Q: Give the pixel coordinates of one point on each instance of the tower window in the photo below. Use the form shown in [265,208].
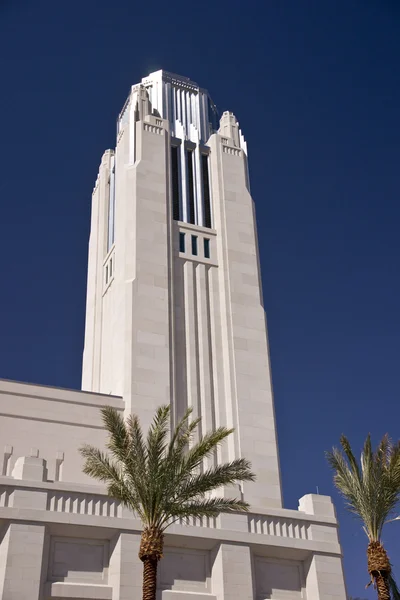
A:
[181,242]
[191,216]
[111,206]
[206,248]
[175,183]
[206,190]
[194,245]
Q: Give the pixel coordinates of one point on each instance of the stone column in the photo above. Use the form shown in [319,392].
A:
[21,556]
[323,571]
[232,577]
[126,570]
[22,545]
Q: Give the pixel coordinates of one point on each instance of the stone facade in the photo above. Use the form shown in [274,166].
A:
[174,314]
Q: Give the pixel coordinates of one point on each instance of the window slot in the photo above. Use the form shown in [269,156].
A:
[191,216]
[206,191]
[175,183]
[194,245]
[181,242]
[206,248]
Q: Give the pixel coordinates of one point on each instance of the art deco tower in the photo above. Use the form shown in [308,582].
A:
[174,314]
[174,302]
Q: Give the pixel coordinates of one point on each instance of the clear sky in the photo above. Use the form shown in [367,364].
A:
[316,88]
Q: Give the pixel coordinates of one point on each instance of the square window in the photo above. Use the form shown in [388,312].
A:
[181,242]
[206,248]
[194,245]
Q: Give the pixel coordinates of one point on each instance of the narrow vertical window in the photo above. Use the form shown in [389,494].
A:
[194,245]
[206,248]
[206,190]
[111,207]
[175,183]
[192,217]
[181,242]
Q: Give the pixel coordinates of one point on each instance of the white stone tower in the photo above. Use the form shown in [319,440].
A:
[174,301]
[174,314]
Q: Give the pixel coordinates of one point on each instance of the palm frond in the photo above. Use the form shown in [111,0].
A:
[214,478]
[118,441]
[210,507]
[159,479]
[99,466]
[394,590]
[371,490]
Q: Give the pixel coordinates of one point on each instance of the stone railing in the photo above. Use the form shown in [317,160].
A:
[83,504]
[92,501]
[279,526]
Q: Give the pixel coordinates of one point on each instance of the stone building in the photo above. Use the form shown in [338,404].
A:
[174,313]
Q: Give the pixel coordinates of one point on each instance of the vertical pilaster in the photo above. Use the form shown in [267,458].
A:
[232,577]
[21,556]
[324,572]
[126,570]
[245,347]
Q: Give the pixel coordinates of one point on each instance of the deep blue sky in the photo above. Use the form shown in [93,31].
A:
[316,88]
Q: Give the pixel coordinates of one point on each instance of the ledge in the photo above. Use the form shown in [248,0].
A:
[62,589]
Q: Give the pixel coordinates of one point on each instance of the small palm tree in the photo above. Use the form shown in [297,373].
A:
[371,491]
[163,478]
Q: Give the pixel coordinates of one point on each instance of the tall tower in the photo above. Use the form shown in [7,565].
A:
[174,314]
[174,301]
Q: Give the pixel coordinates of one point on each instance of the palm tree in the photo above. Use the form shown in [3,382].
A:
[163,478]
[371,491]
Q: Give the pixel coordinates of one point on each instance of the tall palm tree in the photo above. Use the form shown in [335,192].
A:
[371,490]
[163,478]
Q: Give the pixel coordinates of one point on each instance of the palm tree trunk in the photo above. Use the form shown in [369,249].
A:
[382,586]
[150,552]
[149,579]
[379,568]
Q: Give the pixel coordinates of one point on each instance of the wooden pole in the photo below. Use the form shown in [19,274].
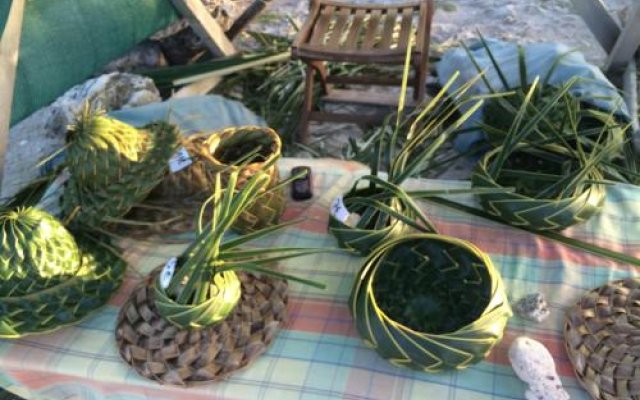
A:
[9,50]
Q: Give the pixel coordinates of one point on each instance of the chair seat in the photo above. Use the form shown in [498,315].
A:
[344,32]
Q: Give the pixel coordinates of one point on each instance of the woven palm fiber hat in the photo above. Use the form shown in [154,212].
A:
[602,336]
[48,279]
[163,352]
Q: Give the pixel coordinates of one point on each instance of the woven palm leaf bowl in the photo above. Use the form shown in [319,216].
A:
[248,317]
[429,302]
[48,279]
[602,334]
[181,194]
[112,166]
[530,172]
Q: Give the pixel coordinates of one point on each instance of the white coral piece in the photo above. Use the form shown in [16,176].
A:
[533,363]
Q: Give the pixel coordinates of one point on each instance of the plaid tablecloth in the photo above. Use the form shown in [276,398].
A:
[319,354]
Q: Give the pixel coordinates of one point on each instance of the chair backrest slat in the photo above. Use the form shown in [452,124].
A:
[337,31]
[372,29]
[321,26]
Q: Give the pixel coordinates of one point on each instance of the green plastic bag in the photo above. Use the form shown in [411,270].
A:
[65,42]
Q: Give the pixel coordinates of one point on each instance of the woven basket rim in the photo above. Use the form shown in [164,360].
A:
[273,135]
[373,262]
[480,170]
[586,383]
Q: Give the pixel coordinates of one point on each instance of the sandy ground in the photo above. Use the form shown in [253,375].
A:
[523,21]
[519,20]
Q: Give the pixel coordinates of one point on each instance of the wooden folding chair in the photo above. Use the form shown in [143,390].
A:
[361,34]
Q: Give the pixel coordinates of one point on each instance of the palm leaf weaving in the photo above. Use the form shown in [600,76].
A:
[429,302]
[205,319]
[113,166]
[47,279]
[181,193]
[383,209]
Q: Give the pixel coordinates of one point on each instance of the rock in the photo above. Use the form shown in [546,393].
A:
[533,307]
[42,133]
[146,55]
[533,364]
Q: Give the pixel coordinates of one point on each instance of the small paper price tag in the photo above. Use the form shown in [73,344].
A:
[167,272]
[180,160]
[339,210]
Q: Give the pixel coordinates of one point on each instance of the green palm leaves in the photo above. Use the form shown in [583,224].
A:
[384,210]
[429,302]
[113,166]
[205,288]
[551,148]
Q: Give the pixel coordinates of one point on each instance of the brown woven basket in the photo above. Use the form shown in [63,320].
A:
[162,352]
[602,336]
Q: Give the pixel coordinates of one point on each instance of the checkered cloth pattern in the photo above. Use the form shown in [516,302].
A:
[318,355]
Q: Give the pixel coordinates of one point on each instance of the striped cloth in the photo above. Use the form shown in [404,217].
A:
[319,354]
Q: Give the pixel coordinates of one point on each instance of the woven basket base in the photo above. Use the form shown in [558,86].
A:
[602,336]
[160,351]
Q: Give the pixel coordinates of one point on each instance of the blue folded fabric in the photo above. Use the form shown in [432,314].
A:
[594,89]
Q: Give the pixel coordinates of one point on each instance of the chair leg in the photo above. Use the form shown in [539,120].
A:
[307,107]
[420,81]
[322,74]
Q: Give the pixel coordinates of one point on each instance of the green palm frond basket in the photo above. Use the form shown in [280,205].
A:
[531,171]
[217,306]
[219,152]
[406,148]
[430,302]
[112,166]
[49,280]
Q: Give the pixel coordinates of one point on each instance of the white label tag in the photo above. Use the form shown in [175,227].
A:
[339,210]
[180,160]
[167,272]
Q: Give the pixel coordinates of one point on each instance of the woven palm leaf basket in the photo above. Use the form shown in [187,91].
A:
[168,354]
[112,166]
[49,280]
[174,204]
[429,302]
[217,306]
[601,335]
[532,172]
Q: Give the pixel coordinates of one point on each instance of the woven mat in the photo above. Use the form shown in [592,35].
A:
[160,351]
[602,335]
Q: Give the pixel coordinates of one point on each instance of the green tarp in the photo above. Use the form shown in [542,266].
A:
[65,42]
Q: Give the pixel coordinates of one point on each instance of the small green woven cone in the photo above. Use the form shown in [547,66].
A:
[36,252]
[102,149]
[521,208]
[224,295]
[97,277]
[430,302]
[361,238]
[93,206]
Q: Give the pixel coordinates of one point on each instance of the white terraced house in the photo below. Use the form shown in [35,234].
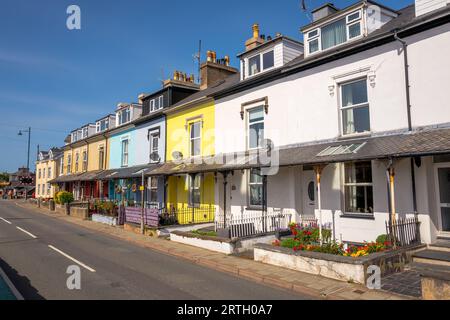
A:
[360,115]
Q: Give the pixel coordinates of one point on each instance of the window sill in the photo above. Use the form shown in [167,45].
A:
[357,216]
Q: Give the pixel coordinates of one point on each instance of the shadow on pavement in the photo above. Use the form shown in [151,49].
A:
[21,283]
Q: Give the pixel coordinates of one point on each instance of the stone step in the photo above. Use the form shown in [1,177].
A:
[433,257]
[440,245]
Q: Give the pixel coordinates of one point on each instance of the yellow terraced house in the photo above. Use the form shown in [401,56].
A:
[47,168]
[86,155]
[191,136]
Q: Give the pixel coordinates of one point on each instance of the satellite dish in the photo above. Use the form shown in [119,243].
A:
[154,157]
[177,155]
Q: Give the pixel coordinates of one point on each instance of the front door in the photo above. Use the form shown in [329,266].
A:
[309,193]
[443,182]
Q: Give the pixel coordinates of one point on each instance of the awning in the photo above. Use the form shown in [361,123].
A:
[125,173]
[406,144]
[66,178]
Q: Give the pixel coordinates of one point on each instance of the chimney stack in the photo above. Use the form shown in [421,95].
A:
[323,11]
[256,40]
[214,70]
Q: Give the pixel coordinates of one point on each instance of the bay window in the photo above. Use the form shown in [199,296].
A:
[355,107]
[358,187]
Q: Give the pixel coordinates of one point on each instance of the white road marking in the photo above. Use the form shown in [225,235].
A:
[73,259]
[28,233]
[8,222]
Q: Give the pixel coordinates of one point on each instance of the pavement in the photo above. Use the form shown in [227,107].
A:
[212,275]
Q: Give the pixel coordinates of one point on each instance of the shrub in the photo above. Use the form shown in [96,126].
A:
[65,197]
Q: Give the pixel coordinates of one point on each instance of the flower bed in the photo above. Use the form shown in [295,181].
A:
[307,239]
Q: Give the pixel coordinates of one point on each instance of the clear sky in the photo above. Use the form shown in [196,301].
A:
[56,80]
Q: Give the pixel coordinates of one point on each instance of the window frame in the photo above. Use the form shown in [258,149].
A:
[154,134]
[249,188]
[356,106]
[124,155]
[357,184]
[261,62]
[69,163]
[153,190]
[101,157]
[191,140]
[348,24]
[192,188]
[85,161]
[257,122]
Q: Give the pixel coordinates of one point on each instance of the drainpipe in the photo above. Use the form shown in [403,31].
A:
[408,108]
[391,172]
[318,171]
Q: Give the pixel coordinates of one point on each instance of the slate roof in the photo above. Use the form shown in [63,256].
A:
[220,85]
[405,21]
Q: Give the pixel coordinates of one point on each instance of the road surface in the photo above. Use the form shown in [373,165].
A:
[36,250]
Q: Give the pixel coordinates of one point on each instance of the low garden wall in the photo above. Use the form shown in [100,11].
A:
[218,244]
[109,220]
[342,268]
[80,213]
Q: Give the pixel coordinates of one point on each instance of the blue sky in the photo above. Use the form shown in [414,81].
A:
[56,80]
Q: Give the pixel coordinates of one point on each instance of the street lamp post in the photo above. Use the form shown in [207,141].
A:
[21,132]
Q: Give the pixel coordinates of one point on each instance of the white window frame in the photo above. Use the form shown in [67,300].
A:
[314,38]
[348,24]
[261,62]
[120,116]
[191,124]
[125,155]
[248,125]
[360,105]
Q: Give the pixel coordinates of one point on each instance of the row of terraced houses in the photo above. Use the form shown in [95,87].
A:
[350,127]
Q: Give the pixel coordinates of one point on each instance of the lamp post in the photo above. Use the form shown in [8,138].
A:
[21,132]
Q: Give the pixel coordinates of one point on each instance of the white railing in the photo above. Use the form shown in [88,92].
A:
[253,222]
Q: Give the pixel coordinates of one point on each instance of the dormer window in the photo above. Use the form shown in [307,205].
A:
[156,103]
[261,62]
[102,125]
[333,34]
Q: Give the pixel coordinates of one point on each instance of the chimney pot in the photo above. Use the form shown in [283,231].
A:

• [Work to be completed]:
Only the lines from the one holding "shown in [95,87]." through the end of the listing should be given again, exactly and with both ends included.

• [Expected answer]:
Q: Give the pixel coordinates of one point on each instance of the row of terraced houses in the photo above. Use the form shown in [95,87].
A:
[350,127]
Q: Give the pixel coordinates of one point on each instance of the lamp post in the photo above. Use the form shown in [8,138].
A:
[21,132]
Q: Give the pixel coordinates of one point on each instance of the white railing in the photo above. Use the form shown in [88,92].
A:
[253,222]
Q: Give the pixel coordinates of one point on each instance of the dormer window in the photo above. Use the form shown in [307,205].
A:
[156,103]
[261,62]
[102,125]
[333,34]
Q: Give the pixel coordinates of one point on each instance of the chimney pot in the photo above. Use the form shown in [283,231].
A:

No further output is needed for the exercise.